Each record is to be printed again precisely as it reads.

### RAW DATA

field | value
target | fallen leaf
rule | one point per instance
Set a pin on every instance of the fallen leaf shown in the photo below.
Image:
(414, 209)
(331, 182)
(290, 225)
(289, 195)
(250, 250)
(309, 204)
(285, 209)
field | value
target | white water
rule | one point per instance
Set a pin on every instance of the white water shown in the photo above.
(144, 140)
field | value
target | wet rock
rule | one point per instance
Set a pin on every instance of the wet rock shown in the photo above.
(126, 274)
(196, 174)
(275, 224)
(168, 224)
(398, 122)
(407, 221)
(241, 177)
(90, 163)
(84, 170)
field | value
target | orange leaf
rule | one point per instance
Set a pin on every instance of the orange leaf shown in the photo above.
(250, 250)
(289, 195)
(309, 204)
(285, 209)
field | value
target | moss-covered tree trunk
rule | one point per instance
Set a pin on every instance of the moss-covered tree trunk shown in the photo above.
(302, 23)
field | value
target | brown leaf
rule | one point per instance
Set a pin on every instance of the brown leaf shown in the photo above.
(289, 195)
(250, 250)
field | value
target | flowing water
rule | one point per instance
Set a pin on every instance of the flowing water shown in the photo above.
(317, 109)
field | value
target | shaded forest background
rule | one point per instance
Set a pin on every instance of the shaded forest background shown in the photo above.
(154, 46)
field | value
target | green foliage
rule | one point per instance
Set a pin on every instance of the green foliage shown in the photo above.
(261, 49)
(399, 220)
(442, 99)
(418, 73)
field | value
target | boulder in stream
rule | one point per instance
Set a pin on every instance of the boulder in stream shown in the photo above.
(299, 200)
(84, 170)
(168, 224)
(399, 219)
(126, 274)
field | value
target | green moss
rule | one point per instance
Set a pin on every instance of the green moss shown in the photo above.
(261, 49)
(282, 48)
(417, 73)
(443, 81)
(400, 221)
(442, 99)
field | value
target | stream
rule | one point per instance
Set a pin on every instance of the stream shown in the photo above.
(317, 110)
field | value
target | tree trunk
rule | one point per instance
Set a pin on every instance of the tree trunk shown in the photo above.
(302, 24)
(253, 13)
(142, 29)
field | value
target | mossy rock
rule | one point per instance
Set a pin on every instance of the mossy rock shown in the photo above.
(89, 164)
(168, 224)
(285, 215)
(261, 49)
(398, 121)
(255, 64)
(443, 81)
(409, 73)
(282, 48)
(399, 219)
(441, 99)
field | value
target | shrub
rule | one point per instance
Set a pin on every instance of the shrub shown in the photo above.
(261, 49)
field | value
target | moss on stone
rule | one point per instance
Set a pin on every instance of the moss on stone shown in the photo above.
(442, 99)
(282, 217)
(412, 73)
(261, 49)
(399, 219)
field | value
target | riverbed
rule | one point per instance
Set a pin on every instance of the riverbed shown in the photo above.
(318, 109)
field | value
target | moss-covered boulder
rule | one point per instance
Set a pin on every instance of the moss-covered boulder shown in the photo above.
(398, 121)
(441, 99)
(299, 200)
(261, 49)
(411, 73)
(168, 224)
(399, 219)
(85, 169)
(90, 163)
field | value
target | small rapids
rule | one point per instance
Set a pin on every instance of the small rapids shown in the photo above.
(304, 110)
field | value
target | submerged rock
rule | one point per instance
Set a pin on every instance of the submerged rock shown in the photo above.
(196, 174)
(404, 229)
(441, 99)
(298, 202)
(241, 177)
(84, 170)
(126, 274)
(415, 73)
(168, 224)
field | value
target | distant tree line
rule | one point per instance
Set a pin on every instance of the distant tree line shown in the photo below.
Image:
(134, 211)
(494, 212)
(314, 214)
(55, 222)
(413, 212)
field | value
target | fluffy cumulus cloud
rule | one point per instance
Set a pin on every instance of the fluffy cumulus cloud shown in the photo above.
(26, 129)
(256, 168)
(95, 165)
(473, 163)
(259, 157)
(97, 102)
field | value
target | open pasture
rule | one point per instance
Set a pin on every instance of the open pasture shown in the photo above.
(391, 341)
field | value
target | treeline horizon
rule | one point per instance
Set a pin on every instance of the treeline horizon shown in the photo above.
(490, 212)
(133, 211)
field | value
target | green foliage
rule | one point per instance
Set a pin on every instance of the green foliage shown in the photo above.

######

> EXERCISE OUTPUT
field | value
target | fallen leaf
rule | one point per instance
Set a pin on every instance of the fallen leaf shown in the photo below.
Image:
(414, 209)
(331, 182)
(290, 225)
(289, 195)
(250, 250)
(309, 204)
(285, 209)
field | value
target | white water
rule | one point per instance
Set a pin on every instance of the white water shown in the photo above.
(144, 140)
field | value
target | wet rock
rule | one point per instance
Set a pin on every instance of the wet rock shown in the photo above.
(126, 274)
(196, 174)
(275, 224)
(168, 224)
(398, 122)
(407, 221)
(241, 177)
(90, 163)
(84, 170)
field | value
target | orange leaf
rule | one point per instance
Set a pin on every instance of the orange leaf shown in the photo above.
(250, 250)
(289, 195)
(309, 204)
(285, 209)
field | value
target | moss-covered tree trunk
rule | one point per instance
Set a pin on every instance of the moss-covered tree trunk shown in the photo above.
(302, 23)
field | value
target | brown leaf
rule | one point per instance
Set a pin on every instance of the brown leaf shown in the photo above.
(289, 195)
(250, 250)
field | value
target | flowing water
rule | one point per instance
Set a pin on every instance of the flowing water shown in the photo above.
(317, 109)
field | value
target | shaded forest background
rule | one point per instance
Set a pin on every instance of the shaded forest background shown in the photo above.
(154, 46)
field | value
target | green foliage
rule | one point per instance
Set a pin on every instance of the green foliage shown in the photo above.
(261, 49)
(399, 220)
(442, 99)
(418, 73)
field | value
target | boulder in stream
rule | one point per instance
Set a pin on every instance of the boulder in stream shown in the photo above.
(299, 200)
(84, 170)
(168, 224)
(399, 219)
(126, 274)
field | value
target | green moss
rule | one point per instance
Set a pin on every instance of the green moss shown in the photo above.
(261, 49)
(282, 48)
(417, 73)
(443, 81)
(400, 221)
(442, 99)
field | value
target | stream
rule | one point per instance
Set a pin on every instance of the stream shown in the photo above.
(317, 110)
field | value
target | tree trunk
rule | one point per instance
Set a pin on every instance of the tree trunk shown in the photo above.
(302, 24)
(253, 13)
(142, 29)
field | value
target | mossy rock
rule | one point per instance
Set a pin on every instance of the mossy rock shown in the photo above.
(89, 164)
(168, 224)
(285, 215)
(261, 49)
(398, 121)
(255, 64)
(443, 81)
(409, 73)
(282, 48)
(399, 219)
(441, 99)
field | value
target | shrub
rule | one point per instance
Set a pin on every instance of the shrub shown in the photo above.
(261, 49)
field | value
target | moss on stone
rule | one point per instance
Set a pin on every instance of the moss on stone shown in the photo above.
(442, 99)
(282, 217)
(412, 73)
(261, 49)
(399, 219)
field | value
target | riverbed
rule | one point per instance
Set a pin on every instance of the riverbed shown in the photo above.
(318, 109)
field | value
target | moss-covered boulder
rule | one point per instance
Set a pin on every instance of the moss-covered boulder shown in the photo above.
(398, 121)
(441, 99)
(299, 200)
(261, 49)
(411, 73)
(168, 224)
(399, 219)
(85, 169)
(90, 163)
field | value
target | small rapids
rule | one point per instance
Set a pin on every instance of the small rapids shown in the photo above.
(304, 110)
field | value
target | submerged rock
rule | one point per instance
Set a pin on every instance of the submerged rock shown in the photo above.
(196, 174)
(404, 229)
(441, 99)
(298, 202)
(241, 177)
(84, 170)
(126, 274)
(415, 73)
(168, 224)
field | value
target | distant tree line
rule | one point per instance
Set a pin on every instance of the distant tree line shown in the photo below.
Image:
(134, 211)
(494, 212)
(314, 214)
(55, 222)
(413, 212)
field | value
target | fluffy cumulus cloud
rule | one point per instance
Set a pin on every instance of the fluffy cumulus cloud shown in the photo above.
(26, 129)
(256, 168)
(95, 165)
(473, 163)
(259, 157)
(97, 102)
field | value
target | open pasture
rule | one point per instance
Set a pin on every instance of the open pasture shown in the photo above.
(391, 341)
field | value
target | treeline horizon
rule | one point per instance
Set a pin on every instance of the treeline horizon shown in the photo above.
(490, 212)
(133, 211)
field | value
target | green foliage
rule | one point per instance
Set a pin on every instance of the green foliage shown in the photo above.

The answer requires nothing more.